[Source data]

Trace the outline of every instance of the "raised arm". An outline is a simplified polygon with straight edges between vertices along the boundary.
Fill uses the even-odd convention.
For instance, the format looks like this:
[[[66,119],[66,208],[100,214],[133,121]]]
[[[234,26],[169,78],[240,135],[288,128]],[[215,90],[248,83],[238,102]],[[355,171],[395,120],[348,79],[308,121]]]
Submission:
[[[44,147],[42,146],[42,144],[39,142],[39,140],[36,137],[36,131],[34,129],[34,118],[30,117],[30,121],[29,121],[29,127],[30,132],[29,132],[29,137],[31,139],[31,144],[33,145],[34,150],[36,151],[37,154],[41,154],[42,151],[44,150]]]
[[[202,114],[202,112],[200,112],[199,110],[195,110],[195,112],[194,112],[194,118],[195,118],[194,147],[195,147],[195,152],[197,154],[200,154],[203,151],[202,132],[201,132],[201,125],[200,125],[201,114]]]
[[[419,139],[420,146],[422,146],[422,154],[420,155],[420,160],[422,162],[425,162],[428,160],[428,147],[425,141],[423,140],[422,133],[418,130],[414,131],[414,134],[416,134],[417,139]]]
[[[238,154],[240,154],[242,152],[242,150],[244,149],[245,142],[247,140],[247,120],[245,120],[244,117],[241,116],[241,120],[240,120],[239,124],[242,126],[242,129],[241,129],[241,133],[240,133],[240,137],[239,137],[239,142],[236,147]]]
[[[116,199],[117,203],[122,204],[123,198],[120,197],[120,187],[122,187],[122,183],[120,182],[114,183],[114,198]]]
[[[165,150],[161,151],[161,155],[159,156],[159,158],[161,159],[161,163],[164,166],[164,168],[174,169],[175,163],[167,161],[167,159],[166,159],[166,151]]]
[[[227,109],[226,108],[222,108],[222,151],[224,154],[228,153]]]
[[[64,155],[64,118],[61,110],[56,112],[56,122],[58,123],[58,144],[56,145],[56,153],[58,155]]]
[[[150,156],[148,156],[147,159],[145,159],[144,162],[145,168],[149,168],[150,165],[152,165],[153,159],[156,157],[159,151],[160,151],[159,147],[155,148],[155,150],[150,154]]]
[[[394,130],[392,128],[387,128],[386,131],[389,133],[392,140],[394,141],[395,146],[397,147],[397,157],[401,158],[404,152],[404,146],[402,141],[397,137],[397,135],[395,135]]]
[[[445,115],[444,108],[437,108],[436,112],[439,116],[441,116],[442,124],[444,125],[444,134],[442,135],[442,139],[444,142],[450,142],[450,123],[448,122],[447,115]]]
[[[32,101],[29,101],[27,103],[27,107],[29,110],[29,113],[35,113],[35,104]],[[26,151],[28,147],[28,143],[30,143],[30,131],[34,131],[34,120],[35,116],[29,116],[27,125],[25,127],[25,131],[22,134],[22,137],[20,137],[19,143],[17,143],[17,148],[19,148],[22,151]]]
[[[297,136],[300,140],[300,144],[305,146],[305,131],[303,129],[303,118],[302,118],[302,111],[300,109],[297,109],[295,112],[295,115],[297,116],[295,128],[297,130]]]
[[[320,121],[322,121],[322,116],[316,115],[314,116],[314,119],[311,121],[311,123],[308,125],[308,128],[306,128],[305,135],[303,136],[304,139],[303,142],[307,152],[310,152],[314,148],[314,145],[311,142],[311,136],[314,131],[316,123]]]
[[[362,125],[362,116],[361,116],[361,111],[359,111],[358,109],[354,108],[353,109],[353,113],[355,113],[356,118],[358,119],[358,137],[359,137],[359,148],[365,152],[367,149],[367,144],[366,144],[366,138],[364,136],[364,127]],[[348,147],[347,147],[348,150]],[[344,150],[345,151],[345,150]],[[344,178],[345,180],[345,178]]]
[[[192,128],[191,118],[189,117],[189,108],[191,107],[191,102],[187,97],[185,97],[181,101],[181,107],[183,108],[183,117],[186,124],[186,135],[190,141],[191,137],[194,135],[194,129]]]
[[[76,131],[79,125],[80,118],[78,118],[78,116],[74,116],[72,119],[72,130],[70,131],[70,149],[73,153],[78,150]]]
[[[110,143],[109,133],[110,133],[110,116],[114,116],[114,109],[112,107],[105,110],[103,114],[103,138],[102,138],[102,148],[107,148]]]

GIVEN PROBLEM —
Extract all the entries word for word.

THE COMPLETED TASK —
Trace the outline of every instance of the "raised arm". An outline is a simplified polygon with straight edges between vertices along the boundary.
Fill uses the even-odd convention.
For instance, the format looks like this:
[[[66,119],[66,208],[100,214],[133,121]]]
[[[234,26],[169,78],[240,135],[288,128]],[[215,90],[248,83],[238,102]],[[355,171],[395,120],[348,79],[308,121]]]
Submission:
[[[44,147],[42,146],[42,144],[39,142],[39,140],[36,137],[36,131],[34,129],[34,118],[30,117],[30,121],[29,121],[29,127],[30,132],[29,132],[29,137],[31,139],[31,144],[33,145],[34,150],[36,151],[37,154],[41,154],[42,151],[44,150]]]
[[[202,114],[202,112],[200,112],[199,110],[195,110],[195,112],[194,112],[194,118],[195,118],[194,147],[195,147],[195,152],[197,154],[200,154],[203,151],[202,132],[201,132],[201,125],[200,125],[201,114]]]
[[[419,139],[420,146],[422,146],[422,154],[420,155],[420,160],[422,162],[425,162],[428,160],[428,147],[425,141],[423,140],[422,133],[418,130],[414,131],[414,134],[416,134],[417,139]]]
[[[238,154],[240,154],[242,152],[242,150],[244,149],[245,142],[247,140],[247,120],[245,120],[244,117],[241,116],[241,120],[240,120],[239,124],[242,126],[242,129],[241,129],[241,133],[240,133],[240,137],[239,137],[239,142],[236,147]]]
[[[116,199],[117,203],[122,204],[123,198],[120,197],[120,187],[122,187],[122,183],[120,182],[114,183],[114,198]]]
[[[165,150],[161,151],[161,155],[159,156],[159,158],[161,159],[161,163],[164,166],[164,168],[174,169],[175,163],[167,161],[167,159],[166,159],[166,151]]]
[[[227,109],[226,108],[222,108],[222,151],[224,154],[228,153]]]
[[[64,155],[64,118],[61,110],[56,112],[56,122],[58,123],[58,144],[56,145],[56,153],[58,155]]]
[[[150,156],[148,156],[147,159],[145,159],[144,162],[145,168],[149,168],[150,165],[152,165],[153,159],[156,157],[159,151],[160,151],[159,147],[155,148],[155,150],[150,154]]]
[[[394,130],[392,128],[387,128],[386,131],[389,133],[392,140],[394,141],[395,146],[397,147],[397,157],[401,158],[404,152],[404,146],[402,141],[397,137],[397,135],[395,135]]]
[[[445,115],[444,108],[437,108],[436,112],[439,116],[441,116],[442,124],[444,125],[444,134],[442,135],[442,139],[444,142],[450,142],[450,123],[448,122],[447,115]]]
[[[32,101],[29,101],[27,103],[27,107],[29,110],[29,113],[35,113],[35,104]],[[26,151],[28,147],[28,143],[30,143],[30,131],[34,131],[34,120],[35,116],[29,116],[27,125],[25,127],[25,131],[22,134],[22,137],[20,137],[19,143],[17,143],[17,148],[19,148],[22,151]]]
[[[297,136],[300,140],[300,144],[305,146],[305,131],[303,129],[303,118],[302,118],[302,111],[300,109],[297,109],[295,112],[295,115],[297,116],[295,128],[297,130]]]
[[[320,121],[322,121],[322,116],[316,115],[314,116],[314,119],[311,121],[311,123],[308,125],[308,128],[306,128],[305,135],[303,136],[304,139],[303,142],[307,152],[310,152],[314,148],[314,145],[311,142],[311,136],[314,131],[316,123]]]
[[[362,125],[362,116],[361,116],[361,111],[359,111],[358,109],[354,108],[353,109],[353,113],[355,113],[356,118],[358,119],[358,137],[359,137],[359,148],[365,152],[367,149],[367,144],[366,144],[366,138],[364,136],[364,127]],[[348,147],[347,147],[348,150]],[[344,150],[345,151],[345,150]],[[344,178],[345,180],[345,178]]]
[[[192,128],[191,118],[189,117],[189,108],[191,107],[191,102],[187,97],[185,97],[181,101],[181,107],[183,108],[183,117],[186,124],[186,135],[190,141],[191,137],[194,135],[194,129]]]
[[[76,131],[79,125],[80,118],[78,118],[78,116],[74,116],[72,119],[72,130],[70,131],[70,149],[73,153],[78,150]]]
[[[110,143],[109,133],[110,133],[110,116],[114,116],[114,109],[112,107],[105,110],[103,114],[103,138],[102,138],[102,148],[107,148]]]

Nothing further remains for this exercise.